AIM OF THE TASK
Swap "Annotate" for "Mark" everywhere in the listing below and write it out again with nothing else changed. Leave the pictures out.

RECORD LIST
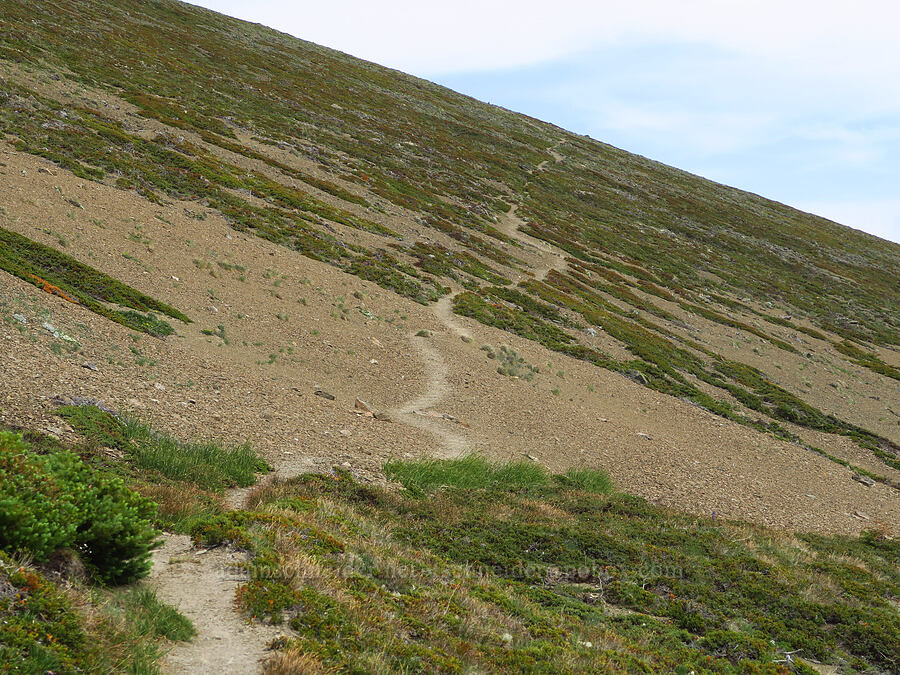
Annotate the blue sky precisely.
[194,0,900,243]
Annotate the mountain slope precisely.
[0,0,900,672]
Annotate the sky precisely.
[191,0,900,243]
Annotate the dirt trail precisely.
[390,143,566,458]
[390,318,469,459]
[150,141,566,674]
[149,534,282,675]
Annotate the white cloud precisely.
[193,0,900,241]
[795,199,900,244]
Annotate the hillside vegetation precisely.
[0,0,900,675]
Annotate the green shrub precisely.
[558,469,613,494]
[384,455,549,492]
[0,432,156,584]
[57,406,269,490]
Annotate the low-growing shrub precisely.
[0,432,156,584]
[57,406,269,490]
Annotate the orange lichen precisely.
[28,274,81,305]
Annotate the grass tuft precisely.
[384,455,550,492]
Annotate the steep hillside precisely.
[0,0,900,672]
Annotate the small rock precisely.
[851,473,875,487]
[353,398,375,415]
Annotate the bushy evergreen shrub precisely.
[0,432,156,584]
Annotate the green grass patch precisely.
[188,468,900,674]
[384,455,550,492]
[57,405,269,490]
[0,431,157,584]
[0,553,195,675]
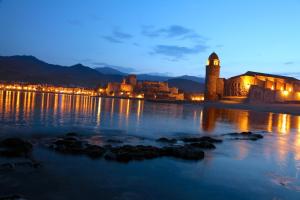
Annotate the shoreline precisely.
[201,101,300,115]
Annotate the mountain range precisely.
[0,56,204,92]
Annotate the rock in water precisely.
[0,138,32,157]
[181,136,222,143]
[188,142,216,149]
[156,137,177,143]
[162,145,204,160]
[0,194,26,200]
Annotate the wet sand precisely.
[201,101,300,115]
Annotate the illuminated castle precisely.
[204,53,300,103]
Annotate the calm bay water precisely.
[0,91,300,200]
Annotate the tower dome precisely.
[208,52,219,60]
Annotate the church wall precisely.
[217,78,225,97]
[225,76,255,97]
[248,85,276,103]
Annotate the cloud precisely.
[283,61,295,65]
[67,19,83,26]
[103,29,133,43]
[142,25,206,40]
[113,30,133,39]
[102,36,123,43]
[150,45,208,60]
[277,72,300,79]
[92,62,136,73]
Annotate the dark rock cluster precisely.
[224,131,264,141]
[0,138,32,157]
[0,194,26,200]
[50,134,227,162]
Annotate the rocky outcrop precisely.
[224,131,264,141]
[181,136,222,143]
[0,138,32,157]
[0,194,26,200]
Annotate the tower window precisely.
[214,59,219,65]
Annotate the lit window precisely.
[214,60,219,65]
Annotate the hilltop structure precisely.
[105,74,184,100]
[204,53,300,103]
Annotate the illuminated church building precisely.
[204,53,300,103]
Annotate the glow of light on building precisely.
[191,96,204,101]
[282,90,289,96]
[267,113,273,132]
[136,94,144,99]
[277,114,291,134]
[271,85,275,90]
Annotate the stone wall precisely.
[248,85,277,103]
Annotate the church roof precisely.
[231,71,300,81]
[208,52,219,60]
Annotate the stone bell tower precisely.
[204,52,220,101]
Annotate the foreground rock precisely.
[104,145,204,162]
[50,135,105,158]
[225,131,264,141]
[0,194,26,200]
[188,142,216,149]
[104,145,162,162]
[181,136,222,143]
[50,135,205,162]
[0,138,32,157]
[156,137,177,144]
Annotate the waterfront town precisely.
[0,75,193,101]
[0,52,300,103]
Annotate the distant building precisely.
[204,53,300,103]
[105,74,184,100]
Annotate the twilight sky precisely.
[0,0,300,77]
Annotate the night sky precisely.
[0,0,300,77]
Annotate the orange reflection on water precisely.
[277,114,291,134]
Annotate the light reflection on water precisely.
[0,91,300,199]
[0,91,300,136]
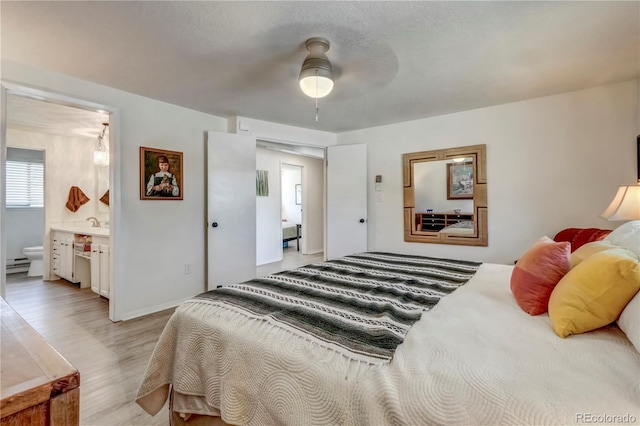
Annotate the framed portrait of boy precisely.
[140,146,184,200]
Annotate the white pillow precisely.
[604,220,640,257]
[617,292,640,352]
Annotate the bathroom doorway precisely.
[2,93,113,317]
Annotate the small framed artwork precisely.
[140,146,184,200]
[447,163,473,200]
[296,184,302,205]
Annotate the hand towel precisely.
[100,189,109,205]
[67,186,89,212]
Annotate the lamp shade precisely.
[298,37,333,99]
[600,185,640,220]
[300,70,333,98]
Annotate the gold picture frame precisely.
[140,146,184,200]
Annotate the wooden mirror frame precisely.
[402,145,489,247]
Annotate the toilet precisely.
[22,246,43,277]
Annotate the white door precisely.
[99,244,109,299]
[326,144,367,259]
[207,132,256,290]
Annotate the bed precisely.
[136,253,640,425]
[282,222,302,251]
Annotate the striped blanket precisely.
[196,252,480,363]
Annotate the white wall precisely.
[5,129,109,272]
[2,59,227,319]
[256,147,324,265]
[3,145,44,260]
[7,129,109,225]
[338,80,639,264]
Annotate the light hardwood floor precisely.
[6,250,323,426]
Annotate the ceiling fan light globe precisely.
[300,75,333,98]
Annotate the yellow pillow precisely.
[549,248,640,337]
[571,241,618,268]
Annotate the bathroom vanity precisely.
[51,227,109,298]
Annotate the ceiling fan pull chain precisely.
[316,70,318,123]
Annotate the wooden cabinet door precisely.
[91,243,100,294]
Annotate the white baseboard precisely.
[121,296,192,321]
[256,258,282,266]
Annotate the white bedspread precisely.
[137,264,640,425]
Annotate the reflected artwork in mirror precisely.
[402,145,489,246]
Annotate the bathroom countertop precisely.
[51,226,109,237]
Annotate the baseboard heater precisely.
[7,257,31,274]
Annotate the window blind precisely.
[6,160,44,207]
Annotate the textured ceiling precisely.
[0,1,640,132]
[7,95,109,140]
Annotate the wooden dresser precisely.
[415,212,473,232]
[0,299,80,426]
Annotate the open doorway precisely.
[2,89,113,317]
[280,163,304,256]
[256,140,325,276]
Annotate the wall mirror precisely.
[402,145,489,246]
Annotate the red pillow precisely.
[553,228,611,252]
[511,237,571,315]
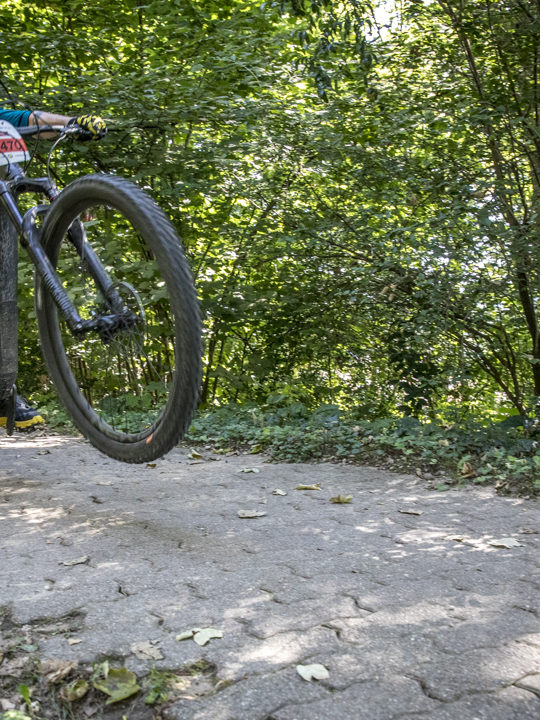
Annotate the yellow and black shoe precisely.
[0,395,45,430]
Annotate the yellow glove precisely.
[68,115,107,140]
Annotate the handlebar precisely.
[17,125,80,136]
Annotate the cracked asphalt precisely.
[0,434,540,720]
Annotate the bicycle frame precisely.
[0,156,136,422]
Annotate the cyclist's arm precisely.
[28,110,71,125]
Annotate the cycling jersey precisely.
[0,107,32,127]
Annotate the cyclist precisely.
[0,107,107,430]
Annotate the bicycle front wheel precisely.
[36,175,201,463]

FULL OUTPUT
Mark the blue sky precisely.
[194,0,900,243]
Mark the mountain slope precisely.
[0,0,900,672]
Mark the sky precisely.
[191,0,900,243]
Mark the dirt trail precisely.
[390,143,566,458]
[390,318,469,459]
[150,141,566,674]
[149,534,282,675]
Mark the white cloud precisely.
[193,0,900,241]
[795,199,900,244]
Mark the hillside vegetation precisely.
[0,0,900,675]
Mark the green shrub precisely.
[558,469,613,494]
[384,455,549,492]
[0,432,156,584]
[57,406,269,490]
Mark the low-growing shrub precisely.
[0,432,156,584]
[57,406,269,490]
Mark the orange lichen precisely.
[28,274,81,305]
Mark the grass tuft precisely.
[384,455,550,492]
Mark the steep hillside precisely.
[0,0,900,672]
Mark the small rock precisely.
[851,473,875,487]
[353,398,375,415]
Mark the bushy evergreen shrub precisely.
[0,432,156,584]
Mark the green grass patch precisely.
[188,468,900,674]
[384,455,550,492]
[57,405,269,490]
[0,431,157,584]
[0,553,195,675]
Mark the shoreline precisely.
[201,101,300,115]
Mark the mountain range precisely.
[0,56,204,92]
Mark the rock in water precisely.
[0,138,32,157]
[181,136,222,143]
[188,142,216,149]
[156,137,177,143]
[162,145,204,160]
[0,194,26,200]
Mark the wet sand precisely.
[201,101,300,115]
Mark the illuminated castle precisely.
[204,53,300,103]
Mark the calm bay water precisely.
[0,91,300,200]
Mark the tower dome precisely.
[208,52,219,60]
Mark the church wall precisely.
[217,78,225,97]
[225,76,255,97]
[248,85,276,103]
Mark the cloud precisely.
[283,61,295,65]
[67,19,83,26]
[103,29,133,43]
[142,25,206,40]
[113,30,133,39]
[102,36,123,43]
[150,45,208,60]
[277,72,300,79]
[92,62,136,73]
Mark the dark rock cluster precisely.
[224,131,264,141]
[0,138,32,157]
[0,194,26,200]
[50,134,227,162]
Mark the rocky outcrop precisely.
[224,131,264,141]
[181,136,222,143]
[0,138,32,157]
[0,194,26,200]
Mark the tower window precisely.
[214,59,219,65]
Mark the lit window precisely.
[214,60,219,65]
Mark the hilltop structure precisely.
[105,74,184,100]
[204,53,300,103]
Mark the illuminated church building precisely.
[204,53,300,103]
Mark the glow of light on building precisely.
[191,96,204,101]
[282,90,289,96]
[267,113,273,132]
[136,94,144,99]
[277,114,291,134]
[271,85,275,90]
Mark the stone wall precisely.
[248,85,277,103]
Mark the church roof precisely.
[231,71,300,81]
[208,52,219,60]
Mark the stone bell tower precisely.
[204,52,220,101]
Mark the foreground rock precisely.
[104,145,204,162]
[50,135,105,158]
[225,131,264,141]
[0,194,26,200]
[188,142,216,149]
[104,145,162,162]
[181,136,222,143]
[50,135,205,162]
[0,138,32,157]
[156,137,177,144]
Mark the waterfront town precisely.
[0,75,193,101]
[0,52,300,103]
Mark the distant building precisely.
[204,53,300,103]
[105,74,184,100]
Mark the twilight sky precisely.
[0,0,300,77]
Mark the night sky precisely.
[0,0,300,77]
Mark the orange reflection on water precisely.
[277,114,291,134]
Mark the light reflection on water precisely.
[0,91,300,199]
[0,91,300,136]
Mark the framed portrait of boy precisely.
[140,146,184,200]
Mark the white pillow precisely.
[604,220,640,257]
[617,292,640,352]
Mark the bathroom doorway precisely.
[2,93,113,317]
Mark the small framed artwork precisely.
[140,146,184,200]
[447,163,473,200]
[296,184,302,205]
Mark the hand towel precisely.
[100,189,109,205]
[67,186,89,212]
Mark the lamp shade precisely.
[298,37,333,99]
[600,185,640,220]
[300,70,333,98]
Mark the gold picture frame precisely.
[140,146,184,200]
Mark the wooden mirror frame precisely.
[402,145,489,247]
Mark the toilet precisely.
[22,246,43,277]
Mark the white door precisely.
[99,244,109,299]
[326,144,367,259]
[207,132,256,290]
Mark the bed precisely.
[136,253,640,425]
[282,222,302,251]
Mark the striped blanket precisely.
[196,252,480,363]
Mark the white wall precisely.
[5,129,109,272]
[2,59,227,319]
[256,147,324,265]
[3,145,44,260]
[7,129,109,225]
[338,80,639,264]
Mark the light hardwood floor precisely.
[6,250,323,426]
Mark the ceiling fan light globe precisely.
[300,75,333,98]
Mark the yellow pillow precisely.
[549,248,640,337]
[571,241,618,268]
Mark the bathroom vanity precisely.
[51,227,109,298]
Mark the ceiling fan pull chain precisely.
[316,70,318,123]
Mark the wooden cabinet door precisely.
[91,243,100,294]
Mark the white baseboard precisely.
[121,296,192,321]
[256,258,282,266]
Mark the white bedspread precisely.
[137,264,640,425]
Mark the reflected artwork in mirror precisely.
[402,145,489,246]
Mark the bathroom countertop precisely.
[51,226,109,237]
Mark the baseboard heater precisely.
[7,257,31,274]
Mark the window blind precisely.
[6,160,44,207]
Mark the textured ceiling precisely.
[0,1,640,132]
[7,95,109,140]
Mark the wooden dresser precisely.
[415,212,473,232]
[0,299,80,426]
Mark the open doorway precisely.
[2,89,113,317]
[280,163,304,256]
[256,140,325,276]
Mark the wall mirror precisely.
[402,145,489,246]
Mark the red pillow precisely.
[553,228,611,252]
[511,237,571,315]
Mark the yellow and black shoe precisely.
[0,395,45,430]
Mark the yellow glove precisely.
[68,115,107,140]
Mark the handlebar precisely.
[17,125,80,136]
Mark the cracked asphalt precisely.
[0,434,540,720]
Mark the bicycle frame precisely.
[0,156,136,422]
Mark the cyclist's arm precisely.
[28,110,71,125]
Mark the cycling jersey precisely.
[0,107,32,127]
Mark the cyclist precisely.
[0,107,107,430]
Mark the bicycle front wheel precisely.
[36,175,201,463]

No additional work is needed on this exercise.